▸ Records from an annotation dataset
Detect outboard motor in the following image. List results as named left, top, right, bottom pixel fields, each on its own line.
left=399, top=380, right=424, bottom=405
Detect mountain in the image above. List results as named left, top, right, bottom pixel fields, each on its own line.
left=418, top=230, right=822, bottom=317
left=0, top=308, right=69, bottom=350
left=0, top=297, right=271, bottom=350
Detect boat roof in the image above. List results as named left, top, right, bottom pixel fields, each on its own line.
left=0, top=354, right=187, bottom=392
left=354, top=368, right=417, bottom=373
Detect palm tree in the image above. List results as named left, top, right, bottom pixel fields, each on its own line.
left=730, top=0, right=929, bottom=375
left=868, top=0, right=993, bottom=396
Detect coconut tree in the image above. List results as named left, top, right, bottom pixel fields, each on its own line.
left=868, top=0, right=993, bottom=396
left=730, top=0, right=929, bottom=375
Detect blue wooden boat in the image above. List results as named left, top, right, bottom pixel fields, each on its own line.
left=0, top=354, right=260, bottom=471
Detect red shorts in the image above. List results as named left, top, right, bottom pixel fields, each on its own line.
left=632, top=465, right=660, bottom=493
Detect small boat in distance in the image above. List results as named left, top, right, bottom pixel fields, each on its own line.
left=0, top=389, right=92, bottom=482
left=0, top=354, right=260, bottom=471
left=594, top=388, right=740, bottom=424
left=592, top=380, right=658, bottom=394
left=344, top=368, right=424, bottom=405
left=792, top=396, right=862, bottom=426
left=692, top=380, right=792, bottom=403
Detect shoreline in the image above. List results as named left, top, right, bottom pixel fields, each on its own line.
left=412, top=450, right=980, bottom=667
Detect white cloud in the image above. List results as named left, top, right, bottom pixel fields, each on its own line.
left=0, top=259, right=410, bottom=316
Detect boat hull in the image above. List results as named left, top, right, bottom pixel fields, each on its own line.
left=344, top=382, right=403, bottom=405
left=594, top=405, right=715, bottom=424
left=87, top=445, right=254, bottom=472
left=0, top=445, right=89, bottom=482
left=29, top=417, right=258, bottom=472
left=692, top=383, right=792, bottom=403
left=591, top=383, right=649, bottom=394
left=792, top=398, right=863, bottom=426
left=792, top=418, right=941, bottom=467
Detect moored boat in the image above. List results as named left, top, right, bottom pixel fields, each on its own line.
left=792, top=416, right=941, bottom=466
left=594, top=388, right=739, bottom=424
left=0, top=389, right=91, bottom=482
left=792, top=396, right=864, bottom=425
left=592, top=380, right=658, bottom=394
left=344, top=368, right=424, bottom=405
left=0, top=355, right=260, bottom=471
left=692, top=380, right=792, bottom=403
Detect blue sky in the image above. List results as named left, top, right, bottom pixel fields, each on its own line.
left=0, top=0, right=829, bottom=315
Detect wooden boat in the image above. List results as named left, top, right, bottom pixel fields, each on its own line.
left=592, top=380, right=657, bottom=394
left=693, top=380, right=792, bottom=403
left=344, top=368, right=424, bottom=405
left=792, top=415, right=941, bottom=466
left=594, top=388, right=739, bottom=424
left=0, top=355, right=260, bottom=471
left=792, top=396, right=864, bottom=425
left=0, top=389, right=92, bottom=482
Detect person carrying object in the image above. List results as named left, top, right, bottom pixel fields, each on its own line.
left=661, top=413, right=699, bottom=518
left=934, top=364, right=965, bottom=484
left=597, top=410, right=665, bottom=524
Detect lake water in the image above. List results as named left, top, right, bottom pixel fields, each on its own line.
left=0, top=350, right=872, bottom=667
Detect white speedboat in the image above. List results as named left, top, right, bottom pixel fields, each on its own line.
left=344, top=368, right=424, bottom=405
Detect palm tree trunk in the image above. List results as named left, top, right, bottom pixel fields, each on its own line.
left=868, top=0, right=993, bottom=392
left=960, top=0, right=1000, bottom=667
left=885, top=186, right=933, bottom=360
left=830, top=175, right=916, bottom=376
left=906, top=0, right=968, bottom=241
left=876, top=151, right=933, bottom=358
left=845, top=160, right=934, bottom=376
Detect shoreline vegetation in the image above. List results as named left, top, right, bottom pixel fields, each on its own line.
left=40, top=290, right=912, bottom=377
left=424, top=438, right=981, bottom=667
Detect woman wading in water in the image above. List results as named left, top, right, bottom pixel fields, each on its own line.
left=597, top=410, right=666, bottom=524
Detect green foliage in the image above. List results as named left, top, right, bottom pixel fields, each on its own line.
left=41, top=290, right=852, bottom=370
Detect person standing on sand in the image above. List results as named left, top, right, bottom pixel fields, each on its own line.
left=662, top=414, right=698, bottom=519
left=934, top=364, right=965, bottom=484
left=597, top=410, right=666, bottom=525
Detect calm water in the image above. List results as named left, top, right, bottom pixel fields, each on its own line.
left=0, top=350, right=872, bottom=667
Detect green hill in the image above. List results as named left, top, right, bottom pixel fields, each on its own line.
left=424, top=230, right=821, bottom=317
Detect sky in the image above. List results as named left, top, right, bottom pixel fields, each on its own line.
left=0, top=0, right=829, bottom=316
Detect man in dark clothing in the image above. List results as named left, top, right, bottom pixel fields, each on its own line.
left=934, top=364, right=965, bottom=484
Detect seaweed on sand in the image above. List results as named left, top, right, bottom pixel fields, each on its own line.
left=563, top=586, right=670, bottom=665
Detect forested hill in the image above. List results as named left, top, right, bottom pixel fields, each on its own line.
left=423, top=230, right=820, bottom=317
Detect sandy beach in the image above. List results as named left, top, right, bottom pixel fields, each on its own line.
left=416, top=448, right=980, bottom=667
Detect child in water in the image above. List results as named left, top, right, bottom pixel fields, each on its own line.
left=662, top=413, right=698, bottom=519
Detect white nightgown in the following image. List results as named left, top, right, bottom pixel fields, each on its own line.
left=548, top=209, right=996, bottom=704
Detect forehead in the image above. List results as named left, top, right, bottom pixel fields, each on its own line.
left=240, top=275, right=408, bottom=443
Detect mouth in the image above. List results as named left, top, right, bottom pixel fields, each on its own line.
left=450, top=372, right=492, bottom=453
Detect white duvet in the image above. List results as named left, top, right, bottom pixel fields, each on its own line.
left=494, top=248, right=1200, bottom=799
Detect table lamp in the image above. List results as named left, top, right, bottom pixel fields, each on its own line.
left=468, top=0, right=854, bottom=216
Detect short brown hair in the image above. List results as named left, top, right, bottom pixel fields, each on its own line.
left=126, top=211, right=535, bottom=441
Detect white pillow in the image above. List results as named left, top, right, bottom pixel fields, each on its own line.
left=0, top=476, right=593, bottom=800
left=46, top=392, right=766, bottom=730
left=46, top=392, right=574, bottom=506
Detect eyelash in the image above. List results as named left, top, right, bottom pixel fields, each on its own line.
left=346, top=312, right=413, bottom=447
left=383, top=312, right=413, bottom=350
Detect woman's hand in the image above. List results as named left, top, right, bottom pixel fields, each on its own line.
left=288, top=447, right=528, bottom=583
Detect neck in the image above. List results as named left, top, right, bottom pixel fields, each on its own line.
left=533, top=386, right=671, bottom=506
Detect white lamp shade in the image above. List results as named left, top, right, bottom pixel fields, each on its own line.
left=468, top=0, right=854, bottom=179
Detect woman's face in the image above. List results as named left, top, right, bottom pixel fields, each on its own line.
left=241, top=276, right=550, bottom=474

▸ GIVEN REQUEST
Show each line of the records above that contains the string "following", copying each line in full. The match is case-sensitive.

▸ WRITTEN ANSWER
Detect outboard motor in the following image. List results as named left, top, right, bottom pixel fields, each on its own line.
Detect white nightgown in the following image. List results as named left, top, right, bottom pixel fields, each on its own line.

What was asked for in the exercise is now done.